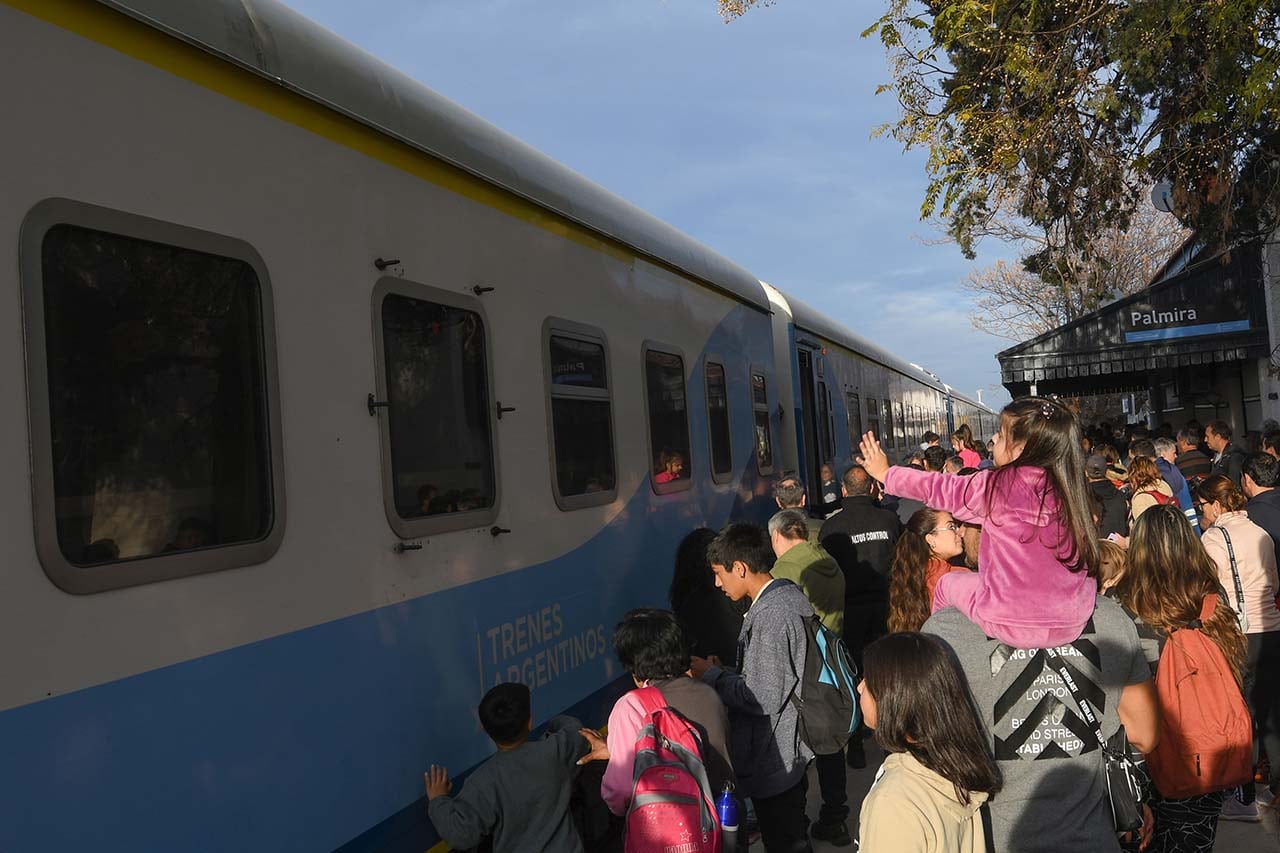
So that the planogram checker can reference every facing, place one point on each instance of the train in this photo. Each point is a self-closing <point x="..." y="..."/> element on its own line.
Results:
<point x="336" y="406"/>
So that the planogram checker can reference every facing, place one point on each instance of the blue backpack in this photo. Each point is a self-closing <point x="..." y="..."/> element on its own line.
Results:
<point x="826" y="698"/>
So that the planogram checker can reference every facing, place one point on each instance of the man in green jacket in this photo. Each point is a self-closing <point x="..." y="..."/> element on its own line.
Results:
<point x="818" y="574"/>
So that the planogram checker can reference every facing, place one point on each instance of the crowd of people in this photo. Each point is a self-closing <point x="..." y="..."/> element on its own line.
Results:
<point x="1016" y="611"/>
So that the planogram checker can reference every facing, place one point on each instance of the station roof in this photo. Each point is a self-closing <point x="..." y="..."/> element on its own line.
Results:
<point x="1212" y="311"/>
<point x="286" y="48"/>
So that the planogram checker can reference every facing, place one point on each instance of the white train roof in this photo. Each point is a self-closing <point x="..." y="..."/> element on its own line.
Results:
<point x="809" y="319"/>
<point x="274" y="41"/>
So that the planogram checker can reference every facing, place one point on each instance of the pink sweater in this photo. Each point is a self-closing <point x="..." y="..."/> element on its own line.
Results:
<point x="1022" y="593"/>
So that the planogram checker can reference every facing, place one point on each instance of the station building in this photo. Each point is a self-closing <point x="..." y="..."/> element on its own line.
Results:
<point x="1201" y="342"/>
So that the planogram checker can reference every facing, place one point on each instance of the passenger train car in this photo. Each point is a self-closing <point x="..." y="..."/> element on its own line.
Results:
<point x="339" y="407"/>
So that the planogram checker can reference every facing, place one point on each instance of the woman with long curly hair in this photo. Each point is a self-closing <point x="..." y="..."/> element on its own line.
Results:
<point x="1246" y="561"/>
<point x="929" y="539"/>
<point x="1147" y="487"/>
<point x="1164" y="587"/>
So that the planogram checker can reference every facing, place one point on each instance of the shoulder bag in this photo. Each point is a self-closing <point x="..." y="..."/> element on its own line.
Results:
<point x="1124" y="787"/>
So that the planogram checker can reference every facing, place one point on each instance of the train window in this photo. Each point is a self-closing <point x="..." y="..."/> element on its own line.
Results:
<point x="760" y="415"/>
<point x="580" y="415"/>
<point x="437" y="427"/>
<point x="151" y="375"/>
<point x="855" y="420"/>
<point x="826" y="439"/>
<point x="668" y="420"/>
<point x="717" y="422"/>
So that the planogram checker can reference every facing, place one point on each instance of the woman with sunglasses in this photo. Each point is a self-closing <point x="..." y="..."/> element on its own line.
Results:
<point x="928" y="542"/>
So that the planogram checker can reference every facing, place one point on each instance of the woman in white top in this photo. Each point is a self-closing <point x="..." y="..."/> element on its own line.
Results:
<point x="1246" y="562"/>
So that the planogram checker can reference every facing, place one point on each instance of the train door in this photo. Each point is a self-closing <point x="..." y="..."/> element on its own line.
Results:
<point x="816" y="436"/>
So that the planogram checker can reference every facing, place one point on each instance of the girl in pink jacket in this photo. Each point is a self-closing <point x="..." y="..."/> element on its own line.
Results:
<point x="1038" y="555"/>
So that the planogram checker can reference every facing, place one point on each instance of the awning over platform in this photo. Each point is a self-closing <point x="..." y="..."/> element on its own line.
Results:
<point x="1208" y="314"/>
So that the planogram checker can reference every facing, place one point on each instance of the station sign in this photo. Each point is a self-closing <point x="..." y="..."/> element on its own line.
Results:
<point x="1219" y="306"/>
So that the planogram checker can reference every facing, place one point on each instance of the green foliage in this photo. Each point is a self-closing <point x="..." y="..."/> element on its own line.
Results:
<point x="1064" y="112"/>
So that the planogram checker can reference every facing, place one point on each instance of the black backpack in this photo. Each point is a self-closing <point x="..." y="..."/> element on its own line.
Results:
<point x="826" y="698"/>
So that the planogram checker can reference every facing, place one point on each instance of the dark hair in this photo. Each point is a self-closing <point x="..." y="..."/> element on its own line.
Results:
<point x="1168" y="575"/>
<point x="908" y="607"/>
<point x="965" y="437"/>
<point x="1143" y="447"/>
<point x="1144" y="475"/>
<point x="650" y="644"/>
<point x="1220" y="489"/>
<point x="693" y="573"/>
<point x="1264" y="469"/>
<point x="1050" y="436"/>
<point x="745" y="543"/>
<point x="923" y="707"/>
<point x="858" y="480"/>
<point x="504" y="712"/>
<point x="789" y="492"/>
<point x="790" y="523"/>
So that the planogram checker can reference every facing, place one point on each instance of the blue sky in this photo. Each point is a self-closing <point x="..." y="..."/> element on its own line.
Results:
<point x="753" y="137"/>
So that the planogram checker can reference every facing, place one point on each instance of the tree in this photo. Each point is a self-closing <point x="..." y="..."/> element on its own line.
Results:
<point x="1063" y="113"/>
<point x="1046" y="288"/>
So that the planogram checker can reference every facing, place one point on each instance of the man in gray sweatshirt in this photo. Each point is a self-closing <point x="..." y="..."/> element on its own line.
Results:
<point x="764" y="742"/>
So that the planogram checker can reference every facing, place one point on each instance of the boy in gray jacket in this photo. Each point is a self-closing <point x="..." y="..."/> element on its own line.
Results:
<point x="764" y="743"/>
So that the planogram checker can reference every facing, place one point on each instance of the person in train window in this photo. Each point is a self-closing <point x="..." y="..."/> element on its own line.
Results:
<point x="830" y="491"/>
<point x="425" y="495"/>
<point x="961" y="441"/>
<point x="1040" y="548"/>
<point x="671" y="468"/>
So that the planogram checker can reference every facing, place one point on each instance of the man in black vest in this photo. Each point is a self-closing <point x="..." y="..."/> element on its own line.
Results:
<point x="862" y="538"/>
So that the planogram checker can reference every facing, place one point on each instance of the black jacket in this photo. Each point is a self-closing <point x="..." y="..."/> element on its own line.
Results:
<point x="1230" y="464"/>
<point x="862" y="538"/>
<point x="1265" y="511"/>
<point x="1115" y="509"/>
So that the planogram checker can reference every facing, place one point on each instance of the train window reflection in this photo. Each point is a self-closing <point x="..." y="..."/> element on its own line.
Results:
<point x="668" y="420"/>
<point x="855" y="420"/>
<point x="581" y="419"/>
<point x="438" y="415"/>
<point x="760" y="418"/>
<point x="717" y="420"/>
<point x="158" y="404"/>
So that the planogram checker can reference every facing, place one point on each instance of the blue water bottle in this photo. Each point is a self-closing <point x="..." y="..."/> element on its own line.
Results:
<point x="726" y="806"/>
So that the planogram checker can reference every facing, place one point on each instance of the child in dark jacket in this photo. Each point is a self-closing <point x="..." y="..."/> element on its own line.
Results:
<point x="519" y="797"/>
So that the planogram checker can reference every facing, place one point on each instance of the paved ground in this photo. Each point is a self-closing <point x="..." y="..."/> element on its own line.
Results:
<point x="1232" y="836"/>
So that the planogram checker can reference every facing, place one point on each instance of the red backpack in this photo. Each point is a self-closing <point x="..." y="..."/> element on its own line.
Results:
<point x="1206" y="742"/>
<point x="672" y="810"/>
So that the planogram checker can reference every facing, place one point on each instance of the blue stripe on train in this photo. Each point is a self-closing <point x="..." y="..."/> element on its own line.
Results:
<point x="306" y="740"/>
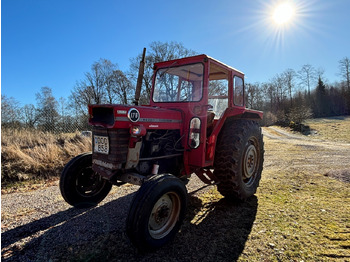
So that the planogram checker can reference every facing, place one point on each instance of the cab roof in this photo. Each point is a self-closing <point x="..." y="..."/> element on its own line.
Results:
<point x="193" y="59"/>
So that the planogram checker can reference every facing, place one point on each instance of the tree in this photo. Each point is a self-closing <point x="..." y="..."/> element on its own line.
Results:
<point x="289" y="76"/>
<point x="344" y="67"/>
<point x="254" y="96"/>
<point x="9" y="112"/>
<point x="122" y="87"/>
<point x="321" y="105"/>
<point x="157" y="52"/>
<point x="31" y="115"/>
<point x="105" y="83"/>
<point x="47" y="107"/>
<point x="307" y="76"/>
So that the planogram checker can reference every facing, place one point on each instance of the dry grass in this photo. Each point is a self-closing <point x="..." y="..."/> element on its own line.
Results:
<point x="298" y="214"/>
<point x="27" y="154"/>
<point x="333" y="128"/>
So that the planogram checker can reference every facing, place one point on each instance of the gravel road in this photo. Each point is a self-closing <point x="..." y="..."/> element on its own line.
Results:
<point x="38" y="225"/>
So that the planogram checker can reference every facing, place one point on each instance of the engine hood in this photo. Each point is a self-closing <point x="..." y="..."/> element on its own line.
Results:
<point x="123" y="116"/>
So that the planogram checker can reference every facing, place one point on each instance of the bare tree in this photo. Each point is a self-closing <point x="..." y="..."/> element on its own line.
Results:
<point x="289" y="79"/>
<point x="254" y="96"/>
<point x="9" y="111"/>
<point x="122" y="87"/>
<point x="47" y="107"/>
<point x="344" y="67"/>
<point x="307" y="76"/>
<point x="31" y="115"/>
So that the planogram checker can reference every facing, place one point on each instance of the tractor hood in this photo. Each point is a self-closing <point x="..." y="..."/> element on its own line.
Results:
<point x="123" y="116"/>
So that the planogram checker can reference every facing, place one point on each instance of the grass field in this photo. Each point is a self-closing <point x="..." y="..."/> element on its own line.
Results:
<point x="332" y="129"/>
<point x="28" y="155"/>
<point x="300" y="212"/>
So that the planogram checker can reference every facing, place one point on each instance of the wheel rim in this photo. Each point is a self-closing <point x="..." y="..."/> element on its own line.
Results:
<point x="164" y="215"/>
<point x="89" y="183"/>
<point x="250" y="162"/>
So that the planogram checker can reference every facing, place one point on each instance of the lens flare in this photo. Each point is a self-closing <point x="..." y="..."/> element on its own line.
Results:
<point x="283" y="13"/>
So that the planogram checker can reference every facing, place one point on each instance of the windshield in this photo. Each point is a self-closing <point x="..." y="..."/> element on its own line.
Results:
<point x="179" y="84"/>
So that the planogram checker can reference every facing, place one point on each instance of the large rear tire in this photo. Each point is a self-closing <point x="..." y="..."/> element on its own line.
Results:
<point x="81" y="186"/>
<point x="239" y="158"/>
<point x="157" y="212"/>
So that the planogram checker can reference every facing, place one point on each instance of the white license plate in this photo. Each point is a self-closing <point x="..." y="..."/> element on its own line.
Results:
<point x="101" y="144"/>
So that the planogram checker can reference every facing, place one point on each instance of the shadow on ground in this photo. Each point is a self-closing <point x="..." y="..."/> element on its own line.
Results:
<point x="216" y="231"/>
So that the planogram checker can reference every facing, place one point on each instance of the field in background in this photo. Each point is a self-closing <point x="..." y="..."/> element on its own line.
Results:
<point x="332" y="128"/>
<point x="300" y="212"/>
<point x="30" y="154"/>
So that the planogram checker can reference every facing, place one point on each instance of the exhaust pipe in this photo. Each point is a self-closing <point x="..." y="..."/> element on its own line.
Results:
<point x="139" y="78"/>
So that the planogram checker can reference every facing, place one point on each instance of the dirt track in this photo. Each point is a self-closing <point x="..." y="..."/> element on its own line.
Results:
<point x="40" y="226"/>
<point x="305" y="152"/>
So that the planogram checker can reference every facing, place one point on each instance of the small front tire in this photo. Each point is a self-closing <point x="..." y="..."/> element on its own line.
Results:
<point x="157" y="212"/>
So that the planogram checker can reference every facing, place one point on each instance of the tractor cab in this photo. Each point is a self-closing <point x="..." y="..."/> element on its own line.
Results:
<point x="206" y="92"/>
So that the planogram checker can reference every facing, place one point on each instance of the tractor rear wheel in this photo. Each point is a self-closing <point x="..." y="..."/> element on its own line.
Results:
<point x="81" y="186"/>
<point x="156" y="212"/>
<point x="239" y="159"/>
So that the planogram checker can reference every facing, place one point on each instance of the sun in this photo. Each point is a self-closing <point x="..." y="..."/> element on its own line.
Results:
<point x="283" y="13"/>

..............................

* [WHAT IS REQUIRED] Exactly reproduce the lines beginning with the one that contains "the tractor rear" and ending with the last line of the material, both included. Leave out everything else.

* [PROBLEM SOLUTION]
So that the planogram checker can reference every facing, place one point on each instance of the tractor rear wheel in this photo. Each point is a self-closing <point x="..." y="..."/> element on its own line.
Results:
<point x="81" y="186"/>
<point x="156" y="212"/>
<point x="239" y="159"/>
So that the planogram checker can reference every facing, place one point on each instance of the sun in this photo. Each point is a self-closing <point x="..." y="..."/> element on its own line.
Results:
<point x="283" y="13"/>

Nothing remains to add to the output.